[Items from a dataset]
================

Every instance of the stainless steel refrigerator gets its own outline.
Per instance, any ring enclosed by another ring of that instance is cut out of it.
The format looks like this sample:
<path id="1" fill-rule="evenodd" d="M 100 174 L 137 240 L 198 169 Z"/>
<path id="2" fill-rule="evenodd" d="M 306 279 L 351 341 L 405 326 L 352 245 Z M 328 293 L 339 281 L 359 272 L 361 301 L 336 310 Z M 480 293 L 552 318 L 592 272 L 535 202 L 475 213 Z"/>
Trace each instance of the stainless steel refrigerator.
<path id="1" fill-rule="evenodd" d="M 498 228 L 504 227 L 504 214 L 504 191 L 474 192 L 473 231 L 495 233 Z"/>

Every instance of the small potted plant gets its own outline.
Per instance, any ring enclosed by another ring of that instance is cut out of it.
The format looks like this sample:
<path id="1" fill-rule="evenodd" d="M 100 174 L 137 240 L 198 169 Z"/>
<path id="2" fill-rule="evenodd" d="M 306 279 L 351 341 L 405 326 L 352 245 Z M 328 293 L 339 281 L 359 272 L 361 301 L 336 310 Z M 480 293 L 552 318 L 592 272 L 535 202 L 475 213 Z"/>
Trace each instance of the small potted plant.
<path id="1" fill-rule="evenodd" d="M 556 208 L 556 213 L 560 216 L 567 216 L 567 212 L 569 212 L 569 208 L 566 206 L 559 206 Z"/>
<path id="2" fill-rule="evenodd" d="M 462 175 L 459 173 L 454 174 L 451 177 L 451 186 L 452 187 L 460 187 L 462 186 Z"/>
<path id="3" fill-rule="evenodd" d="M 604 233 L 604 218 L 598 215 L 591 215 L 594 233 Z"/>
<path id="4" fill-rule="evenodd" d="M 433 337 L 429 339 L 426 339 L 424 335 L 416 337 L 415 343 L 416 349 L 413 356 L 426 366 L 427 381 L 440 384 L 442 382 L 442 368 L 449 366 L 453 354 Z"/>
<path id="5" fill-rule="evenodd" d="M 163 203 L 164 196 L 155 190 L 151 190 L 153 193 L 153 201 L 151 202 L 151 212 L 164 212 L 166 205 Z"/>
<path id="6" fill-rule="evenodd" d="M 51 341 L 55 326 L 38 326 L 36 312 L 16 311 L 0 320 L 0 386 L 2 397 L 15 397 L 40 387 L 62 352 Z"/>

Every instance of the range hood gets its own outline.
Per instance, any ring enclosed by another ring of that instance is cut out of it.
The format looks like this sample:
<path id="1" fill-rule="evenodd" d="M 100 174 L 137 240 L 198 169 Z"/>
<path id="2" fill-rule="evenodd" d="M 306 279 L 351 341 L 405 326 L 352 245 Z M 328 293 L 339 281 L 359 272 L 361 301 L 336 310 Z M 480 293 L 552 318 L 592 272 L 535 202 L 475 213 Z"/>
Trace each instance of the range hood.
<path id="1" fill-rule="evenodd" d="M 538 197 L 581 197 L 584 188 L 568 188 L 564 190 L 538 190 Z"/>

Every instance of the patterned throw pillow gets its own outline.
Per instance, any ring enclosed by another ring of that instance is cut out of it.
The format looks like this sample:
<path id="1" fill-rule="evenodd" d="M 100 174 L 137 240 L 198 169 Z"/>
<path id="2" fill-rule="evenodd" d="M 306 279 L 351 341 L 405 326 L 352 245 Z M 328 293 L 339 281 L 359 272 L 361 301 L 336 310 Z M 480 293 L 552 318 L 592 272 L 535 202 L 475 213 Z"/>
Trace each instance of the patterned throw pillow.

================

### Exercise goal
In the entries above, find the line with "Trace each instance of the range hood.", then retype it and every line after it exactly.

### Answer box
Trace each instance of the range hood.
<path id="1" fill-rule="evenodd" d="M 538 197 L 581 197 L 584 188 L 568 188 L 564 190 L 538 190 Z"/>

Every instance of the patterned throw pillow gets its own outline.
Per instance, any ring enclosed by another ring of that instance is cut out of it.
The format looks like this sample:
<path id="1" fill-rule="evenodd" d="M 100 174 L 137 240 L 198 169 Z"/>
<path id="2" fill-rule="evenodd" d="M 306 279 L 351 341 L 405 326 L 352 245 Z M 328 293 L 339 281 L 359 272 L 361 301 L 336 310 Z M 480 293 L 552 318 L 592 272 L 535 202 L 475 213 Z"/>
Trace each instance of the patterned throw pillow.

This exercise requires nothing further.